Up until the revelation that came over me a month ago, I was perfectly fine being single. In fact, I was happily single. To me, I was in the "I'm 30, single, and fabulous" stage of my life.
This weekend, whether I was watching TV, exercising, or sitting on the toilet, I couldn’t help feeling lonely. What was wrong with me? I loved being alone! So why was I feeling lonely? What was the loneliness becoming so overwhelming? I felt smothered by it. Even when I made a point of going out (to the supermarket and the gym), instead of sitting on the couch all weekend, I felt completely alone.
Honestly, a month ago, I was COMPLETELY, TOTALLY OK with being alone without feeling lonely! So what changed? What the heck is wrong with me?
Then I realized what changed. It’s all in my mind! It’s the mentality that changed everything. When I was happily single, being alone was awesome. I could do whatever by myself, such as going to movies, and felt at ease.

## Entries provided
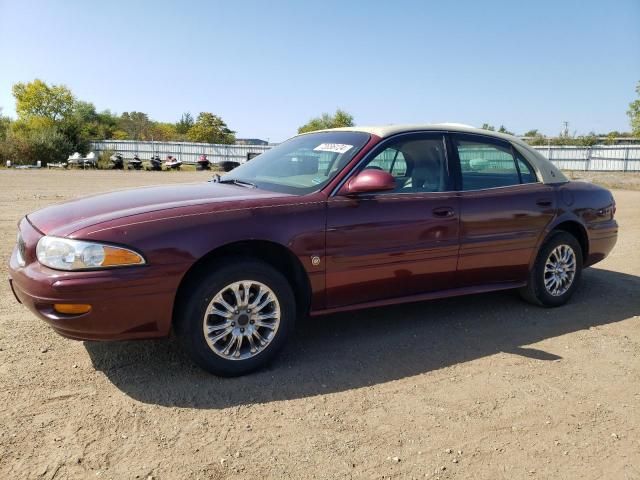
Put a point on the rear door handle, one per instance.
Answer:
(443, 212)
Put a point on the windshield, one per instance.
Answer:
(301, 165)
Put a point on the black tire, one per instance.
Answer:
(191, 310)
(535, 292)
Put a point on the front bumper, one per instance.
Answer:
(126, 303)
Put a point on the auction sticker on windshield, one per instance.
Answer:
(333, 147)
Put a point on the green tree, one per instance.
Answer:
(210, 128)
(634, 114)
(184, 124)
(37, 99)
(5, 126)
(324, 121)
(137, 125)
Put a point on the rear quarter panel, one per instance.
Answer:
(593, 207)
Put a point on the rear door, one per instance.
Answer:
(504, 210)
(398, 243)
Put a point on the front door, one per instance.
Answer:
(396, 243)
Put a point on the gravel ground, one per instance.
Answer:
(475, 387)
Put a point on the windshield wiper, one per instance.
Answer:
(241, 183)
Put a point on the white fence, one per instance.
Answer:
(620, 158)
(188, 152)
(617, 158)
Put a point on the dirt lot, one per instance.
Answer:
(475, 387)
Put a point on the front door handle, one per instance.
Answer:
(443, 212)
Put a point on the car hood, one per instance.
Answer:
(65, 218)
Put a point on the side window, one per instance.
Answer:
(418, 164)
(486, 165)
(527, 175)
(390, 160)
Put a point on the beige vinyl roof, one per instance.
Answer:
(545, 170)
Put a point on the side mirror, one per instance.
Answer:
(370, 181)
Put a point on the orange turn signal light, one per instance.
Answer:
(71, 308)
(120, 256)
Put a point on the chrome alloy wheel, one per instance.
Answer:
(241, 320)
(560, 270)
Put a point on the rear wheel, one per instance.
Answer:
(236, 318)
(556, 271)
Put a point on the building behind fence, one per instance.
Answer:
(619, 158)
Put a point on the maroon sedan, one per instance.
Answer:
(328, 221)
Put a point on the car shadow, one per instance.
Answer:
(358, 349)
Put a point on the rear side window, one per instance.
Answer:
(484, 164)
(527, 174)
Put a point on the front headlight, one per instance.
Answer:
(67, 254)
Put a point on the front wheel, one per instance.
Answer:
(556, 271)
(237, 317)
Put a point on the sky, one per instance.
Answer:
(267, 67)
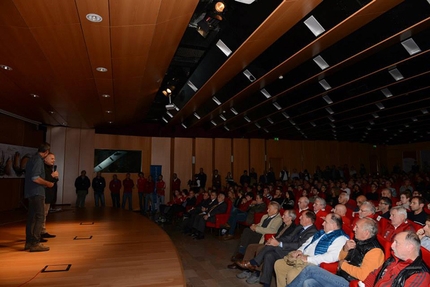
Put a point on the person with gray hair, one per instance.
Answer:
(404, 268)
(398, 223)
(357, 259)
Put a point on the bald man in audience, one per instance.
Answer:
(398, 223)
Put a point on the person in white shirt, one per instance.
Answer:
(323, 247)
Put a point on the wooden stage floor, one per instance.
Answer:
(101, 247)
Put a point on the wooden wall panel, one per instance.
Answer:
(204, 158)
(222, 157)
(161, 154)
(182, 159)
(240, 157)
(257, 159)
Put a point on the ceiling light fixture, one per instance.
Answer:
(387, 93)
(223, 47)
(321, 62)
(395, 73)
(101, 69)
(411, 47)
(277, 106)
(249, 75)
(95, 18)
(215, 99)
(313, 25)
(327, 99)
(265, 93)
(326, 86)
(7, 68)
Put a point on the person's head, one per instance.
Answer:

## What is expected
Can you continue the piece about being single and suddenly feeling lonely, starting right after its last sentence?

## Reply to the exercise
Now that I feel ready for a boyfriend, I’ve started to take notice of those with partners, as well as my lack of one. Now that I know what bugged me all weekend, I feel a little better. Knowing that rushing into a relationship blindly will not be the solution, I continue to be patient for the right person to pop into my life. In the mean time, I’ll go back to being that happy single gal.
Oh, and F*CK eHarmony. It costs way too much! I'm not going to renew the membership when it expires this Thursday.